* **OPDRACHT A**: Schrijf de regels uit de lijst ongewijzigd over, van de regel met "of the weed?" tot en met de regel met "Query: dog's head".

* **TEKSTBLOK**:
Gaat er een vredestichtende actie uit van de EU naar haar buren?
Bij deze vraagstelling blijken de beperkingen van het formaat dat de auteur gekozen heeft nog het sterkst. Hij vertrekt niet van een visie hoe een Europese vredespolitiek naar haar omgeving toe er zou moeten uitzien, maar geeft standpunten van verdedigers en critici van specifieke EU-initiatieven. Die critici zijn dan een amalgaam van enerzijds realpolitici die als belangrijkste bezwaar hebben dat de EU een militair pluimgewicht is en zondigt door naïviteit, anderzijds (ik citeer, p. 116) “milieus die vijandig staan tegen de Amerikaanse buitenlandse politiek waar de EU zich volgens hen veel te veel naartoe richt”. Maar het is veelzeggend dat zelfs met dit verwrongen perspectief de eindconclusie over de EU-politiek naar haar omgeving toe veeleer negatief uitvalt. Zo concludeert Schwok dat “iedereen, zelfs de hevigste verdediger van de Europese constructie, het erover eens is dat het bilan van de actie van de EU in de oorlogen van de jaren ’90 in ex-Joegoslavië ondermaats, zelfs negatief was.” Een ander ambitieus EU project was de halfslachtige poging, gestart in 1995, om iets te ondernemen met de buren in het Middellandse Zeegebied, het Euro-mediterraan Partnerschap (EUROMED), ook gekend als het Barcelona Proces. Het richtte zich naar 10 ‘partners’, gaande van Algerije tot Turkije, van Israël tot de Palestijnse Autoriteit. Schwok’s eindoordeel is duidelijk: “Het is effectief moeilijk er positieve resultaten van terug te vinden”.

* **AANGELEVERDE LIJST**:
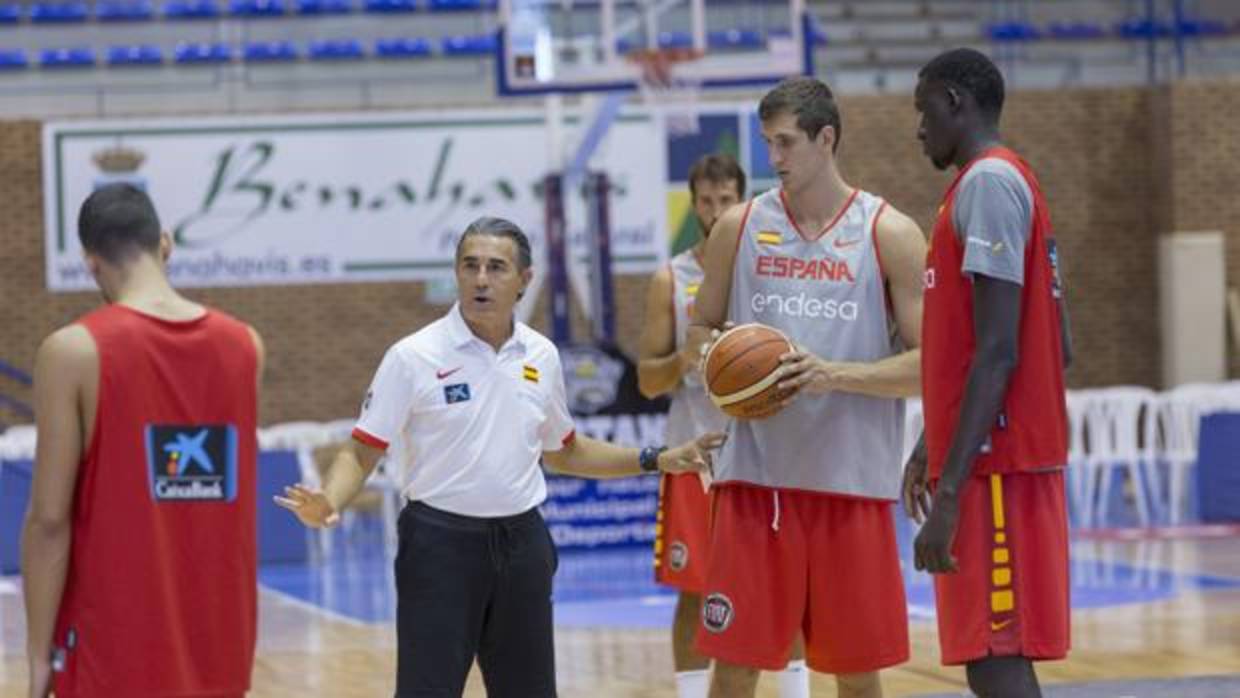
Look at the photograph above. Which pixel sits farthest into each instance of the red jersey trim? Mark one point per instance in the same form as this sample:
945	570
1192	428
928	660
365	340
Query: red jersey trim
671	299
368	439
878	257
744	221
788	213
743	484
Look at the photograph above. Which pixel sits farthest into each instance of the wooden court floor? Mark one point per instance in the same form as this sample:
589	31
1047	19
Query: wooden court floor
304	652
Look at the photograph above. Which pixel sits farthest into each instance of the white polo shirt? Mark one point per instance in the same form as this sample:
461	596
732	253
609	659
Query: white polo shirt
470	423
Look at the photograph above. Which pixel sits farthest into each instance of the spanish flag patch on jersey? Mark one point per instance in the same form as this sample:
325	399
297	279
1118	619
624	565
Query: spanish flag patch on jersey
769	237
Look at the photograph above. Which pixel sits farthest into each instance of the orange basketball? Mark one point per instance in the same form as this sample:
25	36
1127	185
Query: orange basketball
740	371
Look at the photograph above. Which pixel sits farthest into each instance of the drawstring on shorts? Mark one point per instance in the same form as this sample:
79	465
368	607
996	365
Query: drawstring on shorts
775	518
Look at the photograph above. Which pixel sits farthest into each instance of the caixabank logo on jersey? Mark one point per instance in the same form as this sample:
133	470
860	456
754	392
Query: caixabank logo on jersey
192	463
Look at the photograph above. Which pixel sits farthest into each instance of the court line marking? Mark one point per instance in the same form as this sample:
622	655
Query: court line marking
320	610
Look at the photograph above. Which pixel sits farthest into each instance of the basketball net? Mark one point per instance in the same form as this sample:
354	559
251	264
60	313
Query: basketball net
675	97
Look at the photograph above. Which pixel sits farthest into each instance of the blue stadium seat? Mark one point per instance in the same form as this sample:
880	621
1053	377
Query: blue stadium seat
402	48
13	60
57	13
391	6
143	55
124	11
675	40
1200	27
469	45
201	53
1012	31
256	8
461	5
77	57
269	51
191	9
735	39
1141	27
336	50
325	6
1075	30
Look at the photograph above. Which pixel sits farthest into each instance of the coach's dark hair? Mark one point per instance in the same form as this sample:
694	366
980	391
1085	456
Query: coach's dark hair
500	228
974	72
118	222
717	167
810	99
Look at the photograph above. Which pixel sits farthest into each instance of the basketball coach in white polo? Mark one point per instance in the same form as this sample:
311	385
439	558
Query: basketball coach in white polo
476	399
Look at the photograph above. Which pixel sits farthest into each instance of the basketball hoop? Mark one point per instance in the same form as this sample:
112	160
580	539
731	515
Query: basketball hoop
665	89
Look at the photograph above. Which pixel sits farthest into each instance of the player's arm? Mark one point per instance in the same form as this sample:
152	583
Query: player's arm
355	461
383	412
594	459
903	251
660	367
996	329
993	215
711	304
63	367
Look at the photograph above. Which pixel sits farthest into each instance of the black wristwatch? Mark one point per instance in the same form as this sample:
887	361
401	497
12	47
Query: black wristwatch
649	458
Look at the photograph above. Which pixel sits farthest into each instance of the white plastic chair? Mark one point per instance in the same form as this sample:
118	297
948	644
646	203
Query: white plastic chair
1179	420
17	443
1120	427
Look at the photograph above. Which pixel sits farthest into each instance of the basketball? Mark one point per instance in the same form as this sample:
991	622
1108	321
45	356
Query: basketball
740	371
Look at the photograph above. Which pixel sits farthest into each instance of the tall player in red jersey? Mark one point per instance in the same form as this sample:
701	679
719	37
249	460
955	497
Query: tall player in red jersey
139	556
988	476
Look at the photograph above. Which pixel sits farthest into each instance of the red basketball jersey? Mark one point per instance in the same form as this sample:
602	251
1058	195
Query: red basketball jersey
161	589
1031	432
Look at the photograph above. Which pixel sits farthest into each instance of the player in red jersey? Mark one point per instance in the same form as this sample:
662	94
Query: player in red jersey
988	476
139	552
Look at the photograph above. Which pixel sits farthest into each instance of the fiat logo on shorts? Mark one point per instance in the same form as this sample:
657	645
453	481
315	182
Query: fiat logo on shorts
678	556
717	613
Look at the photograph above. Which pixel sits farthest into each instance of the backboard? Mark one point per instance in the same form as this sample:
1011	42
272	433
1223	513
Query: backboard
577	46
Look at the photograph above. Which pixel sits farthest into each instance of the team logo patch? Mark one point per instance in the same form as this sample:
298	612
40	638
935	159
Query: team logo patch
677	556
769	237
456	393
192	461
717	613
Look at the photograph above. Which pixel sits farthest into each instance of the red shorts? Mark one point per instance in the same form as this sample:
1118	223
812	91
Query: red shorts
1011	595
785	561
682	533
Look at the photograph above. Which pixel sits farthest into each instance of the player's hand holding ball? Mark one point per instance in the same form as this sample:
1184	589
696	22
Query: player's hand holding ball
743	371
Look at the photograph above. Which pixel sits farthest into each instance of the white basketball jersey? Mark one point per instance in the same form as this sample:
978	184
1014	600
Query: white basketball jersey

...

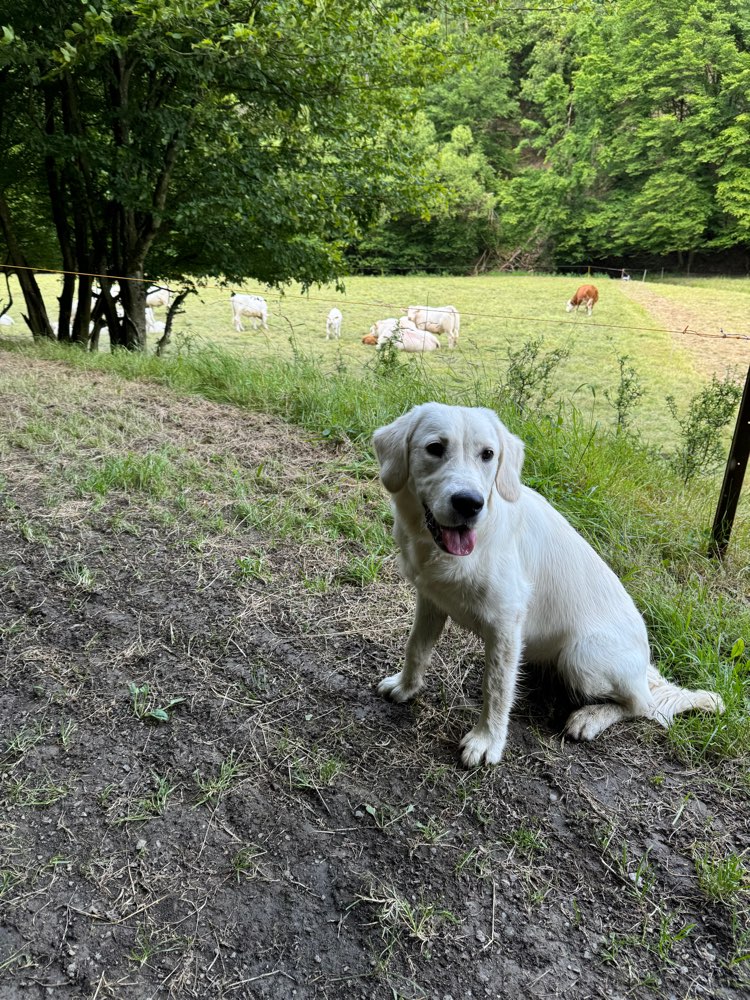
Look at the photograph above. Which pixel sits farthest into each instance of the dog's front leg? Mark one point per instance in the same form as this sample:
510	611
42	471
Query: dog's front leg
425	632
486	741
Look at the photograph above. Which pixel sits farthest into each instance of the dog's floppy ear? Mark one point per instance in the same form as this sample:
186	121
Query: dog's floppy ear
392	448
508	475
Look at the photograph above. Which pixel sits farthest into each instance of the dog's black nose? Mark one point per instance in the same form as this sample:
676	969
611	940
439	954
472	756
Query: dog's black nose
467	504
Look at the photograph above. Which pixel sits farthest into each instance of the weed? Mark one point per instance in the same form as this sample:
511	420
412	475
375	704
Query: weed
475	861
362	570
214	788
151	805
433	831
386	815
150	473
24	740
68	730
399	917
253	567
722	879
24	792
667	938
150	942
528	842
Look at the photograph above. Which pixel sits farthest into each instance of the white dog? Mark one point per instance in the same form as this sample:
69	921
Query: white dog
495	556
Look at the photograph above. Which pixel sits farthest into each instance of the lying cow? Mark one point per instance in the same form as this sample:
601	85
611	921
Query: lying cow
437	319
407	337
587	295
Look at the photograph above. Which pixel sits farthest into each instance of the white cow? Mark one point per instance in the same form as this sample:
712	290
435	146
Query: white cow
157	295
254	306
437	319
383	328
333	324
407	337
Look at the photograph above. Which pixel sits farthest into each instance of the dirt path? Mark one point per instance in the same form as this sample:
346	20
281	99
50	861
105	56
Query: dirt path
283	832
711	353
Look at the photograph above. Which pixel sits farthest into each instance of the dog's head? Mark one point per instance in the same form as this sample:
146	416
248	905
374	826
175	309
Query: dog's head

* **OPDRACHT B**: In welk jaar werd het Euro-mediterraan Partnerschap gestart, volgens de tekst over de Europese vredespolitiek?

* **OPLOSSING A**:
Look at the photograph above. Which pixel sits farthest into each instance of the weed? Mark one point per instance in the same form as this sample:
511	420
412	475
375	704
Query: weed
475	861
362	570
214	788
151	805
433	831
386	815
150	473
24	740
68	730
399	917
253	567
722	879
24	792
667	938
150	942
528	842
Look at the photograph above. Which pixel sits farthest into each instance of the white dog? Mark one point per instance in the same form as this sample:
69	921
Query: white dog
495	556
Look at the photograph above. Which pixel sits farthest into each instance of the lying cow? Mark one point per instance in the same form as this sample:
601	85
611	921
Query: lying cow
437	319
407	337
587	295
Look at the photograph above. Which pixel sits farthest into each instance of the white cow? Mark one point per instance in the same form as this sample:
712	290
435	146
Query: white cow
157	295
254	306
437	319
383	328
333	324
407	337
Look at the photograph above. Which pixel sits farthest into each instance of the dirt path? Mark one point per instance in the same form as this sample:
346	20
281	99
50	861
105	56
Query: dirt path
283	832
711	353
Look at the photograph above. Which pixel sits farthest into each instance of the dog's head? Mark one point per instance in the same form as this sample:
146	416
248	905
374	826
175	309
Query: dog's head

* **OPLOSSING B**: In 1995.